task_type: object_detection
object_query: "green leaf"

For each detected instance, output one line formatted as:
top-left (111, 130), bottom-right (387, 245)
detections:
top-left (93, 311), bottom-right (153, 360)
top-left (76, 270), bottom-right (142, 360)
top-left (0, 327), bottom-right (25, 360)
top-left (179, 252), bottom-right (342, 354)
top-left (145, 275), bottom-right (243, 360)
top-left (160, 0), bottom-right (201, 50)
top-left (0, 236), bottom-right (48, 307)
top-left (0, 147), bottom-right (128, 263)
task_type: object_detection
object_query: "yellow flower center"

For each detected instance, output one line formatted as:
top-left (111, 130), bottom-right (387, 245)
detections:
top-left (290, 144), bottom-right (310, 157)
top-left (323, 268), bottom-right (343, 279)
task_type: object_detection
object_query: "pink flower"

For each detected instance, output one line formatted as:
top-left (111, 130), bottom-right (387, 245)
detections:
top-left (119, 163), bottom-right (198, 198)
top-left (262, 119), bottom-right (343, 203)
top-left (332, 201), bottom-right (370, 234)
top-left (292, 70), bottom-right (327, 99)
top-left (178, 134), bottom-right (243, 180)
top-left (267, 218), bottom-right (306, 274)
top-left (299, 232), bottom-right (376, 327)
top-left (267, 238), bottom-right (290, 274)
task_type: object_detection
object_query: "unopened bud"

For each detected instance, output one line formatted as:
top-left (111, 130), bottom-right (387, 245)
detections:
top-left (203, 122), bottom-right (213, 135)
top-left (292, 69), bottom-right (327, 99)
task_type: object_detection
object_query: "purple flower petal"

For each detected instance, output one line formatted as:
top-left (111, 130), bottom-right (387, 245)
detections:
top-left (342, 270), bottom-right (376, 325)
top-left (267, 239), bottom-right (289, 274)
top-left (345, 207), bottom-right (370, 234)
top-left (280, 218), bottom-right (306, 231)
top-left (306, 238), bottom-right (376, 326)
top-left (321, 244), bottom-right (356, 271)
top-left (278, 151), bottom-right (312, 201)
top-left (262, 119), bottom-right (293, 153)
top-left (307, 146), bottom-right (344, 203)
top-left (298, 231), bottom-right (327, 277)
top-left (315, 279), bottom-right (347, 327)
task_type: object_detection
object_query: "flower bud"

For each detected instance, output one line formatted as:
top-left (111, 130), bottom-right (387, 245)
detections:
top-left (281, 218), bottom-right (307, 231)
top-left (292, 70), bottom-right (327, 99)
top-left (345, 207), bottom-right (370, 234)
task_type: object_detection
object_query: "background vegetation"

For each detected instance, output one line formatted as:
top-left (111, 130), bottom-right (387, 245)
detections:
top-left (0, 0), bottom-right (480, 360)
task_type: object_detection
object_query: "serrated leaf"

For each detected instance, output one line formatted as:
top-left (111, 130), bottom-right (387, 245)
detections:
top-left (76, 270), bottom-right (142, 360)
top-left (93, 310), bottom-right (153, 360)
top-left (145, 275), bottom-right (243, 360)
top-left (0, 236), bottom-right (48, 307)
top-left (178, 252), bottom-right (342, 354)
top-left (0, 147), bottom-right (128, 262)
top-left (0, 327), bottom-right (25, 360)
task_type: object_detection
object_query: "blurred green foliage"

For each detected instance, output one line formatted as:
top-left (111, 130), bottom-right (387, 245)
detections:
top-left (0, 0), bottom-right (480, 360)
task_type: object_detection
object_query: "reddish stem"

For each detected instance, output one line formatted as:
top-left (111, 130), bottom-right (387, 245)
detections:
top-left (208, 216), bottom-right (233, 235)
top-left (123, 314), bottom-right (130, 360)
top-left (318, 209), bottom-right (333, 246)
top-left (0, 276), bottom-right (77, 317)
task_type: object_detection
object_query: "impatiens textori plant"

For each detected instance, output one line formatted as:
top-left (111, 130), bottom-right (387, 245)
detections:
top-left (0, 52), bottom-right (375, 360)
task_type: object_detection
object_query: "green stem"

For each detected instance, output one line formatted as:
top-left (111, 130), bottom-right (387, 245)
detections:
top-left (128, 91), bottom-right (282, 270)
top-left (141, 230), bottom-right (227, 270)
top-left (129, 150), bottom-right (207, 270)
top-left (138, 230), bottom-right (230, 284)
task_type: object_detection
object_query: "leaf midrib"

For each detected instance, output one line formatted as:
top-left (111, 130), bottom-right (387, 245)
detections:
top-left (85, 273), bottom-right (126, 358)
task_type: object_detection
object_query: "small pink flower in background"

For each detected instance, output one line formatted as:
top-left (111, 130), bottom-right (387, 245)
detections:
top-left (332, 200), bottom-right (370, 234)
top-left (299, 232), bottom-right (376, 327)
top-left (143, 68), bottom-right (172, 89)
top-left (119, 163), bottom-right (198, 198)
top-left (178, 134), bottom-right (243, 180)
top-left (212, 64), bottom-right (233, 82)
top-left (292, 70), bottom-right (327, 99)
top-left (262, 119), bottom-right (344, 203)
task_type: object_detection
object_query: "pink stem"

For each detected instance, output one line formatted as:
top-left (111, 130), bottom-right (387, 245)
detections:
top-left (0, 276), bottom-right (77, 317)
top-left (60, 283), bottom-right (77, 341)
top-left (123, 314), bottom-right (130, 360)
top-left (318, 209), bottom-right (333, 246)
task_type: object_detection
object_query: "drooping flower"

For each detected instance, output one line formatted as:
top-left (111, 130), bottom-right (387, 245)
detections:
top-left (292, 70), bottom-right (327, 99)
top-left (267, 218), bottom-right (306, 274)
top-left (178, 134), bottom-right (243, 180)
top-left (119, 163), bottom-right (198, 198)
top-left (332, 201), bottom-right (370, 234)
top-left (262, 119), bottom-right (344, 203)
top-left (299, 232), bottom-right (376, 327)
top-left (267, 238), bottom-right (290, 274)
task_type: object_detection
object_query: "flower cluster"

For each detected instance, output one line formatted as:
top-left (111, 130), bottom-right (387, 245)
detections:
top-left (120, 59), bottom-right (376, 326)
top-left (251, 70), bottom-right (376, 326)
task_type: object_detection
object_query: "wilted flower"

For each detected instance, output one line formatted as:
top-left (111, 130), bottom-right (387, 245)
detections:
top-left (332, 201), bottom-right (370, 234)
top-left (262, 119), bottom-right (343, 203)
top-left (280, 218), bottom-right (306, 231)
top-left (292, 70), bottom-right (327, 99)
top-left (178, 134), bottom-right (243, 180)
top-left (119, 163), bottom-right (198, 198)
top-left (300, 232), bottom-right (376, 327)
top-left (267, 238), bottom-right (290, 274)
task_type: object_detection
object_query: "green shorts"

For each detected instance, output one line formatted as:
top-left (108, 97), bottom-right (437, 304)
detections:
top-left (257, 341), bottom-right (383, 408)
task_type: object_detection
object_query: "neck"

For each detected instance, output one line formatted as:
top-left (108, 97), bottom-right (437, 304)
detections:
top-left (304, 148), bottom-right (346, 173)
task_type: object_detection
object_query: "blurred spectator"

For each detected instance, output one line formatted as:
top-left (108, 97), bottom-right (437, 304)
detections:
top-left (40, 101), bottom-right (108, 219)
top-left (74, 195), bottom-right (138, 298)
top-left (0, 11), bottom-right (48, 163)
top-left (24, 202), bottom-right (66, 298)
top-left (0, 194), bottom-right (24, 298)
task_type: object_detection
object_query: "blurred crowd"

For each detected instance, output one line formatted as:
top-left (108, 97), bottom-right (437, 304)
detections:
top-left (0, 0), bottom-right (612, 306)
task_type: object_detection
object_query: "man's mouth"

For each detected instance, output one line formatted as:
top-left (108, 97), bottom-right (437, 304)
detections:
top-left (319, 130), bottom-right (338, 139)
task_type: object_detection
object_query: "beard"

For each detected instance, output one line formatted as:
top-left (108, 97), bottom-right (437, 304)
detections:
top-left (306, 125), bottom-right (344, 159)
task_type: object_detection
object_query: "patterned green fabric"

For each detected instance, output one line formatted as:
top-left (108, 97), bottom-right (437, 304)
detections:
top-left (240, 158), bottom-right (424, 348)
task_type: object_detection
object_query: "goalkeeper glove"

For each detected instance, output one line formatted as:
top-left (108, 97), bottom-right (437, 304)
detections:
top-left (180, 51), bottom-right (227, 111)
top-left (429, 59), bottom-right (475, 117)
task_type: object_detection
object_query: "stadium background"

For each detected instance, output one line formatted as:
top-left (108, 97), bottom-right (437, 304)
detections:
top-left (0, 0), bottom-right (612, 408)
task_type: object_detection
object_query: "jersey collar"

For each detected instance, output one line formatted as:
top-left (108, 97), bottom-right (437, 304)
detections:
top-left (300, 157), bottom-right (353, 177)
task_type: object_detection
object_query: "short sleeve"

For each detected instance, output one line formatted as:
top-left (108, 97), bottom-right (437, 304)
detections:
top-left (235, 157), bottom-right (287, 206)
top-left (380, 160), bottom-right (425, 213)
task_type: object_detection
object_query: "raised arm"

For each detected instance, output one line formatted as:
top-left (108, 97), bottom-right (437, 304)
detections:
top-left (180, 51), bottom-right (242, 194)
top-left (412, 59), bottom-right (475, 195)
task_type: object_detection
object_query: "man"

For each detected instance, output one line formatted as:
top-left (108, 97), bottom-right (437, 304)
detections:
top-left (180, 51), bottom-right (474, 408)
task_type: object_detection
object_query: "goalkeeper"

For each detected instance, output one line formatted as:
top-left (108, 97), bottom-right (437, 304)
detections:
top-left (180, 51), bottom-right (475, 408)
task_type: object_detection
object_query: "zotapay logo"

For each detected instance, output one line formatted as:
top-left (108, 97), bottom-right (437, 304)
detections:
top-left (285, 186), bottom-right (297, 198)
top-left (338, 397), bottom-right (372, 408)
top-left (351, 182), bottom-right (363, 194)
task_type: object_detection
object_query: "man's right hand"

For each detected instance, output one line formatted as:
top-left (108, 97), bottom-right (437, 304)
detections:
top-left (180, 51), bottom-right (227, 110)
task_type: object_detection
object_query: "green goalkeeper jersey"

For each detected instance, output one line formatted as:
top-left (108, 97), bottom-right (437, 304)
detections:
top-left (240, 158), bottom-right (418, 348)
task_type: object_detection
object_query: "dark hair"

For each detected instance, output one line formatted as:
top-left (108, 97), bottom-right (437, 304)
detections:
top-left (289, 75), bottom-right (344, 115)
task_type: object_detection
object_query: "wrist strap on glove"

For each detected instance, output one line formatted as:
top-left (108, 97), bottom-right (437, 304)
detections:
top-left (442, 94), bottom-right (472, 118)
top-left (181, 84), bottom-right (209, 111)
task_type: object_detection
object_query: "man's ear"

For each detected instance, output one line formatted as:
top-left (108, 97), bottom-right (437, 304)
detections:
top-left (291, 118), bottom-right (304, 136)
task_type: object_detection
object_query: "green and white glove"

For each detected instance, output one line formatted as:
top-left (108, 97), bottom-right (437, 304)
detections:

────────────────────

- _Le problème_
Affichez toutes les lignes des enregistrements dans lesquelles figure la chaîne « stem ».

- _Solution rédigée_
object_query: "reddish stem"
object_query: "green stem"
object_query: "pink stem"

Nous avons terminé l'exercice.